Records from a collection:
# # # # #
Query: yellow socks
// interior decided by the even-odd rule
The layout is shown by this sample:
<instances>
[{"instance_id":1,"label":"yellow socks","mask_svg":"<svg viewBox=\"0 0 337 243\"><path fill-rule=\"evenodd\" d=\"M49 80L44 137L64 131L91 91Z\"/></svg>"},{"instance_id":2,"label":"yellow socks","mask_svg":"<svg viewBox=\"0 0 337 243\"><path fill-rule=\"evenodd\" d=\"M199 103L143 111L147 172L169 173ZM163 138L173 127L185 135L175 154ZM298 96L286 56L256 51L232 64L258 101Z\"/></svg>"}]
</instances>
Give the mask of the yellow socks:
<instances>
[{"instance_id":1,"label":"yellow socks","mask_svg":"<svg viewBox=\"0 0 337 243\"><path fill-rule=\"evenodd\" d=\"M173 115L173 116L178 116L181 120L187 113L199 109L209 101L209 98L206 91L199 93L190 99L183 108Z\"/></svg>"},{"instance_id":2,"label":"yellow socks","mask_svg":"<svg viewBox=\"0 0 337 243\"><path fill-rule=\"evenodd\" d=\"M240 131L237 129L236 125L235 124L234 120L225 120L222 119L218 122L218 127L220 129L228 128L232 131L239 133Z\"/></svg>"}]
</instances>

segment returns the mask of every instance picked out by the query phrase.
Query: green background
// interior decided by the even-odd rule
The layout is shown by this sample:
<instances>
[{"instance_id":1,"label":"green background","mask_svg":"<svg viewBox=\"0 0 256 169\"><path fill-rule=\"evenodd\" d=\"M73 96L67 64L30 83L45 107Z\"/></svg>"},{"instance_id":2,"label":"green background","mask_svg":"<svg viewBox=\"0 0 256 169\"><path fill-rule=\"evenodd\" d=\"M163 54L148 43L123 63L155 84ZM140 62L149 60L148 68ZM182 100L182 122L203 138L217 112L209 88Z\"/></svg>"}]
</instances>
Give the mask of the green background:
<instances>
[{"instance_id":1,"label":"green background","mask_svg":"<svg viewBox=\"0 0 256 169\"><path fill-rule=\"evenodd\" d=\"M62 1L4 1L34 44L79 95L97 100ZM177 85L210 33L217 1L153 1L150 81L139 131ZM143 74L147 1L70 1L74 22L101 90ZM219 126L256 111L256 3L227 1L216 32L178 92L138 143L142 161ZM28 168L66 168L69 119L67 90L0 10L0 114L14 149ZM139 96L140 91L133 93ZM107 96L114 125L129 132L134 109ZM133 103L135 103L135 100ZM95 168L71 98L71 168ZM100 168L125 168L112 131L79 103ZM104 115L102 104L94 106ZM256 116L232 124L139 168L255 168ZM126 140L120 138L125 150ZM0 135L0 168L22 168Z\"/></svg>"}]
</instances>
# # # # #
### BRIEF
Update the stretch from the line containing "segment returns the" through the end of the records by replacing "sample" with "example" and leaving everything else unchanged. Reproduce only that stretch.

### RIGHT ANSWER
segment returns the mask of every instance picked out by the query phrase.
Query: green background
// interior decided by the even-odd rule
The layout is shown by this example:
<instances>
[{"instance_id":1,"label":"green background","mask_svg":"<svg viewBox=\"0 0 256 169\"><path fill-rule=\"evenodd\" d=\"M73 96L67 64L30 83L45 107Z\"/></svg>"},{"instance_id":2,"label":"green background","mask_svg":"<svg viewBox=\"0 0 256 169\"><path fill-rule=\"evenodd\" d=\"M163 54L148 43L123 63L155 84ZM140 62L149 60L148 68ZM182 100L182 122L203 138L217 112L209 88Z\"/></svg>"}]
</instances>
Give the mask of the green background:
<instances>
[{"instance_id":1,"label":"green background","mask_svg":"<svg viewBox=\"0 0 256 169\"><path fill-rule=\"evenodd\" d=\"M62 1L4 1L34 44L79 95L97 100ZM177 85L210 33L217 1L153 1L150 81L139 131ZM143 74L147 1L70 1L74 22L101 90ZM219 126L256 111L256 3L227 1L216 32L178 92L138 143L142 161ZM28 168L66 168L69 119L67 90L0 10L0 114L14 149ZM139 96L140 91L133 93ZM107 96L114 125L129 132L134 109ZM133 103L135 103L135 100ZM95 168L71 98L71 168ZM100 168L125 168L112 131L79 103ZM104 115L102 104L94 106ZM256 116L232 124L139 168L255 168ZM126 140L120 138L125 150ZM0 135L0 168L22 168Z\"/></svg>"}]
</instances>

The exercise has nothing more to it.